:: REQUIRED WORK ::
Which lines in the material below contain the word "white"? Pick out each of them and copy it in full, treating uppercase and lowercase as different.

:: DATASET ENTRIES ::
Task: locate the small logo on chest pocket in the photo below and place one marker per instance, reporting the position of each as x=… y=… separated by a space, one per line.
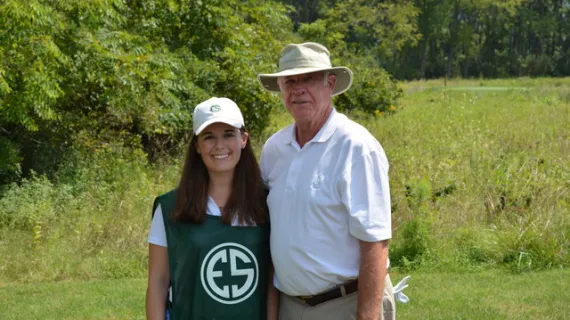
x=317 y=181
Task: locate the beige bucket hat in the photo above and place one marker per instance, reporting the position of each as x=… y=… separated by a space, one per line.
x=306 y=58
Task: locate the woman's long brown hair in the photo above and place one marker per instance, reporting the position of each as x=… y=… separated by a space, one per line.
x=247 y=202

--

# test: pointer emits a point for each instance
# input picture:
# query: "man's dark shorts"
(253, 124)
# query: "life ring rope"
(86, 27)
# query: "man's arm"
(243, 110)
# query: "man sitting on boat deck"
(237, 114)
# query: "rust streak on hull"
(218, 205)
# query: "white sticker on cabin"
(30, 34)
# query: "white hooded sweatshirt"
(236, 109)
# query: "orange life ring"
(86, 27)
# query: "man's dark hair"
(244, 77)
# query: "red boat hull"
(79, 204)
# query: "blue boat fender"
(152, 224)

==

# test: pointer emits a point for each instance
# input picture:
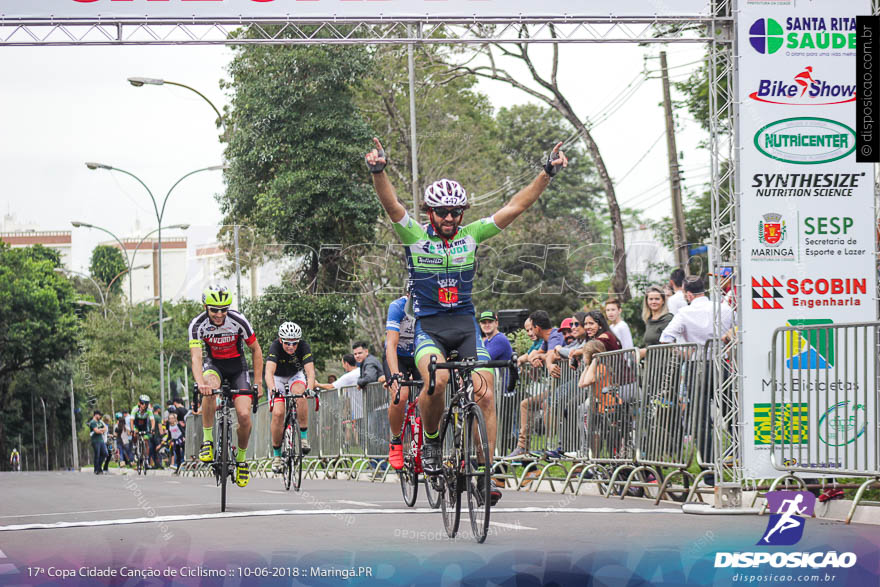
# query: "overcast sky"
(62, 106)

:: OUTPUT FOR THIS EXERCISE ::
# query: "white sticker on cabin"
# query: "white hooded sweatshirt"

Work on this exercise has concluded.